*** Records for this exercise
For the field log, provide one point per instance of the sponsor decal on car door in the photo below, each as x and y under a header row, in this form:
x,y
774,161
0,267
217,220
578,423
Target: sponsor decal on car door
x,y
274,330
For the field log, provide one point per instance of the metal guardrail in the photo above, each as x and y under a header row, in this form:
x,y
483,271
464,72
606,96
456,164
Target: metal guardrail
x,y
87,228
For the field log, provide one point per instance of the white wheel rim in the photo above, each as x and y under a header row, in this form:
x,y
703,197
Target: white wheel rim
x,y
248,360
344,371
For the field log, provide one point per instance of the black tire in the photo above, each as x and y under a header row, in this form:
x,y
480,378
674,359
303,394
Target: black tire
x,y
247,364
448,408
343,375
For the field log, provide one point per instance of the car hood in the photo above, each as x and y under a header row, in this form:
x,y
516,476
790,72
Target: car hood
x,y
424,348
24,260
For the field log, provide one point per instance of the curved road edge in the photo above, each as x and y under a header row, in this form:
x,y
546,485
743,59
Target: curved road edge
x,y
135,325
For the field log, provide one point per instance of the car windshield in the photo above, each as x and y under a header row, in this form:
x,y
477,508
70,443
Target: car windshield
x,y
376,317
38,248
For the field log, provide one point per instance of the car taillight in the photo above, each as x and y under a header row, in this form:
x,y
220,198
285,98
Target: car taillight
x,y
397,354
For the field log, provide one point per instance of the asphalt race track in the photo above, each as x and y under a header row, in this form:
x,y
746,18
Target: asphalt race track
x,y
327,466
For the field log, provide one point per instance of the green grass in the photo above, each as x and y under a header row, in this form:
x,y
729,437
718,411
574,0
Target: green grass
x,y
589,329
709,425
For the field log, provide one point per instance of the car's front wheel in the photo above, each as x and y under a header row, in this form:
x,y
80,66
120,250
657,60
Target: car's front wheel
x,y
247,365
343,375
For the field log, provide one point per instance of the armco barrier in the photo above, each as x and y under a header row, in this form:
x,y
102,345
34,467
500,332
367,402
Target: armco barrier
******
* **What is being asked**
Write out the entries verbatim, all of them.

* **Answer for the task**
For the field log, provide one point per instance of the sponsor decal on car door in the photo below, each as x and y under a header row, in this form:
x,y
774,161
0,267
217,220
578,423
Target: sponsor decal on car door
x,y
274,330
For the field log, provide one point per instance of the metal guardrail in the photo above, each as x and y under a header row, in this form:
x,y
483,271
464,72
606,96
456,164
Target: metal guardrail
x,y
87,228
For the field log, provide one point per instance of the white wheel rim in the photo above, each as x and y under a header row, in this form:
x,y
703,197
Target: white wheel rim
x,y
248,360
344,371
For the field log, provide one point per instance of the black tire in the photo above, each as x and y under a header row, in this form:
x,y
480,378
674,359
303,394
Target: black tire
x,y
247,364
448,408
343,375
For the field log, provide one point per instance of the car hood in the photo above, each as x and y under a header row, in this form:
x,y
516,476
790,72
Target: car hood
x,y
424,348
24,260
For the field log, provide one point per instance of the curved road edge in the photo above, each as x and y under a header row, in this form:
x,y
546,485
743,59
Target: curved road edge
x,y
135,325
For the field log, provide one point per instance of the car windshield in the photo above, each as x and y under a header row, in this form:
x,y
477,508
70,443
Target: car windshield
x,y
376,317
38,248
For the field log, provide one point per instance of the car taillight in the photo above, each as x and y under a header row, in this form:
x,y
220,198
285,98
Target: car taillight
x,y
397,354
For the field log, provide one point per instance of the asphalt race track in the photo above, each as x and y under a header row, in this form:
x,y
746,18
Target: asphalt race track
x,y
327,466
For the field log, provide one point per instance of the green grass in the photo above, each as x and y under a header row, in this form:
x,y
729,437
718,411
574,0
Target: green grass
x,y
589,329
709,425
For the field log, provide one point per instance of the car's front wheel in the photo above, each as x and y under a header row, in this form:
x,y
80,66
120,250
657,60
Target: car's front wheel
x,y
247,365
343,375
For the field log, provide one point per instance of the armco barrier in the photo above, each as x and y under a header row, in this form:
x,y
102,345
34,467
500,332
367,402
Target: armco barrier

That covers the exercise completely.